**EXERCISE AIM**.
Rewrite the data below with every "photo" changed to "image" and everything else left as is. Leave the pictures out of your answer.
↓
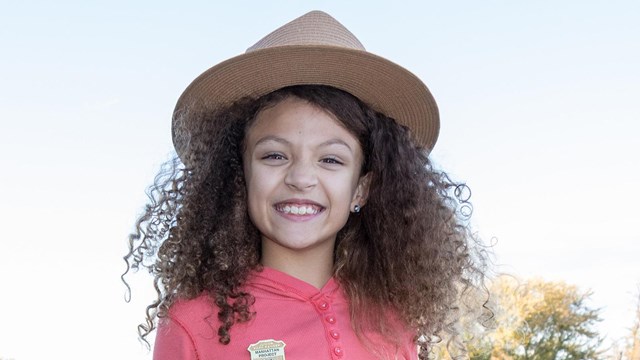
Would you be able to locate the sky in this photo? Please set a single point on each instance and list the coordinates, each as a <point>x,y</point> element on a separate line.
<point>539,116</point>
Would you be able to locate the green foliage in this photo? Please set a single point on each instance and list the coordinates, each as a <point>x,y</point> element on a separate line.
<point>539,320</point>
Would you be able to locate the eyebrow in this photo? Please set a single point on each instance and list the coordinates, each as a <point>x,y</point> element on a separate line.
<point>283,141</point>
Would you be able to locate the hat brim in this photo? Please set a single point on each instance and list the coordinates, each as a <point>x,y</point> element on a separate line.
<point>380,83</point>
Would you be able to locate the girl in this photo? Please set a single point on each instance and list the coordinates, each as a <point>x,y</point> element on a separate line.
<point>303,217</point>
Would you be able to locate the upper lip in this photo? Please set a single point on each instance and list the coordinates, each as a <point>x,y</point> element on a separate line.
<point>299,202</point>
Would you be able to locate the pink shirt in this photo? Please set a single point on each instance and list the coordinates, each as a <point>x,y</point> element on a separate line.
<point>313,323</point>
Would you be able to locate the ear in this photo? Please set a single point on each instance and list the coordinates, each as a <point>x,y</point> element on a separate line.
<point>362,191</point>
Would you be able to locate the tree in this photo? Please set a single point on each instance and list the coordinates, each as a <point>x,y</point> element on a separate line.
<point>632,351</point>
<point>540,320</point>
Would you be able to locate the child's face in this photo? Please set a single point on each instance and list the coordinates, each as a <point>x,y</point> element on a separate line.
<point>302,172</point>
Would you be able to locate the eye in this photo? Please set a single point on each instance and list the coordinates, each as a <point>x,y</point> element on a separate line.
<point>273,156</point>
<point>331,160</point>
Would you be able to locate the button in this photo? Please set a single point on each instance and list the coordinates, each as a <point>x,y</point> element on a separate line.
<point>338,351</point>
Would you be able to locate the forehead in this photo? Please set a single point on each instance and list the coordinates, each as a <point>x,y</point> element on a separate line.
<point>297,118</point>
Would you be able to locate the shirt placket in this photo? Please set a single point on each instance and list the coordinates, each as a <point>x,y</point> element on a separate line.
<point>329,321</point>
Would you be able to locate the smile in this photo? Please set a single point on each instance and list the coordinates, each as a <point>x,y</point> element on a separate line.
<point>298,209</point>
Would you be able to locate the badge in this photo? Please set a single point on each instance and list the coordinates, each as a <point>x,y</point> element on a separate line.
<point>267,350</point>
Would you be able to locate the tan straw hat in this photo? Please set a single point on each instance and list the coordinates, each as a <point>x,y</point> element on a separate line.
<point>314,49</point>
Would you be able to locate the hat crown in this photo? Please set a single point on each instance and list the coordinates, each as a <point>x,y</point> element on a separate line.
<point>313,28</point>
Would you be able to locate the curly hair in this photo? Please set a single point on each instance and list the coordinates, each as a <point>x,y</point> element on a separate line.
<point>409,250</point>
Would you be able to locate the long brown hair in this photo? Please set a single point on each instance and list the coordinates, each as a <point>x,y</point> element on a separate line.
<point>409,250</point>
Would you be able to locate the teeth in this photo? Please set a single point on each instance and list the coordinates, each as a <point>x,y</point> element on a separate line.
<point>298,210</point>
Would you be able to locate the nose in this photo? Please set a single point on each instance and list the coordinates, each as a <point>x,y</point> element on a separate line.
<point>301,175</point>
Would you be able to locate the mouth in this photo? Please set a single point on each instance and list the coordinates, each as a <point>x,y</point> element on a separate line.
<point>300,209</point>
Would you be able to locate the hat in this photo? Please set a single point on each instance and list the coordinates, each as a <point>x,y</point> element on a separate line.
<point>314,49</point>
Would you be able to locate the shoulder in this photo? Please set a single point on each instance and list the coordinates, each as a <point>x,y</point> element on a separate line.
<point>179,332</point>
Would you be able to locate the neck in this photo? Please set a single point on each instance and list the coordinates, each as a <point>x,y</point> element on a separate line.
<point>314,266</point>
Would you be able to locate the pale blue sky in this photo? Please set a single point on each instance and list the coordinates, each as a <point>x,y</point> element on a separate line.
<point>540,116</point>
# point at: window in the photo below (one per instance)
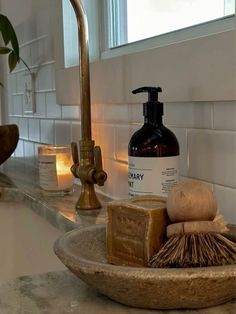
(134, 20)
(192, 64)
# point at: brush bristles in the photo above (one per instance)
(195, 250)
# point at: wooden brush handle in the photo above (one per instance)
(193, 227)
↑
**TASK OUTPUT**.
Would you be able to locate the sky in this image? Please set a single point on each instance and list the coordinates, each as a <point>x,y</point> element on a separate line.
<point>539,116</point>
Would you be able to locate the green foliage in this image? Please set a single point on each instance and list the coordinates, each as a <point>x,y</point> element on a separate line.
<point>539,320</point>
Would you be able to locate the eyebrow in this image? Please set a single point on each instance and list the coordinates, each as a <point>x,y</point> element on a separate line.
<point>283,141</point>
Would you be able to locate the hat brim in this image? Please set a single point on each instance and list the coordinates, each as a <point>x,y</point> element on a separate line.
<point>380,83</point>
Would you be able to locate the girl in this image? Please set a single point on each instance and list the coordinates, each as a <point>x,y</point> element on a separate line.
<point>303,217</point>
Would you be able to locate the upper lip in this image? Please set a single point on each instance and list the coordinates, each as a <point>x,y</point> element on a separate line.
<point>299,202</point>
Would you be able to locate the pink shirt in this image? Please set a single point on each instance and list the coordinates, each as a <point>x,y</point> element on a separate line.
<point>313,323</point>
Would you be able to locate the ear in this image? Please set a single point on each instance and list the coordinates, each as a <point>x,y</point> element on a separate line.
<point>362,191</point>
Would you be able to locate the tree in this image? Please set a single point on each instance and list the coordinates, each as a <point>x,y</point> element on a separate line.
<point>632,351</point>
<point>540,320</point>
Would you be able to locate the child's face in this image? Please set a single point on each instance and list the coordinates, each as a <point>x,y</point> element on a separate line.
<point>302,172</point>
Would you be able to locate the eye in this image? Please set a single point on each instance and list the coordinates, each as a <point>x,y</point> element on a separate line.
<point>273,156</point>
<point>331,160</point>
Would you be able to locate the button in this image? Please set a single point on each instance and list the coordinates, each as a <point>x,y</point> element on a separate line.
<point>338,351</point>
Would you be able to locate the forehead in this image? Please set a single point on each instance and list the coordinates, each as a <point>x,y</point> element on a separate line.
<point>297,118</point>
Would you be able to locate the shirt placket in this image? Please set a single point on each instance and list the coordinates, each as a <point>x,y</point> element on a separate line.
<point>329,321</point>
Would you be able to locate the smile in this image? Please set a single point on each instance and list the coordinates, each as a <point>x,y</point> element on a separate line.
<point>298,209</point>
Would you be able to locate the badge in this image? Please set a single point on each instance and list the coordinates, each as a <point>x,y</point> element on a separate line.
<point>267,350</point>
Would you be able to locate the tan straw hat in this image? Please set a single point on each instance and list the coordinates, each as a <point>x,y</point> element on a separate line.
<point>314,49</point>
Would you be able to locate the hat crown in this image? Please set a single point on each instance and list the coordinates, each as a <point>x,y</point> element on a separate line.
<point>313,28</point>
Would you be able to locate the curly hair in this image? Please set a single point on each instance and list the coordinates, each as a <point>x,y</point> element on a separate line.
<point>409,250</point>
Would you be able to locate the long brown hair in this image? Please set a single point on each instance and list the coordinates, each as a <point>x,y</point> element on a separate line.
<point>409,250</point>
Would you be able to locate the teeth in this image? Please set a single point on each instance and list the coordinates, each as a <point>x,y</point> element on a separate line.
<point>298,210</point>
Would you be able to locate the nose in this image? Please set a single point on each instance and list the coordinates, each as a <point>x,y</point> element on a separate line.
<point>301,175</point>
Would you be able to locate the mouth in this image? Please set a single point on each instance and list the coordinates, each as a <point>x,y</point> element on a separate line.
<point>300,209</point>
Would you be able to locate the hat in this image? Please set a single point on each instance and list the coordinates, each as a <point>x,y</point> element on a separate line.
<point>314,49</point>
Would you be able to locate the shoulder in this image? Please set a single point on each instance and list the coordinates, each as a <point>x,y</point> element on a separate line.
<point>179,332</point>
Would you be able to locate the neck in this image? Please set a single point on each instance and list the coordinates, each as a <point>x,y</point> element on a separate line.
<point>314,266</point>
Would you be able to locate the pale blue sky in this image? Please set a single point on each instance and list the coordinates, each as a <point>x,y</point> element on a separate line.
<point>540,116</point>
# point at: window in the image below (one per instance)
(134, 20)
(192, 64)
# point at: brush bristles in the image above (one per instance)
(195, 250)
# point at: wooden brush handle in the image above (one per instance)
(193, 227)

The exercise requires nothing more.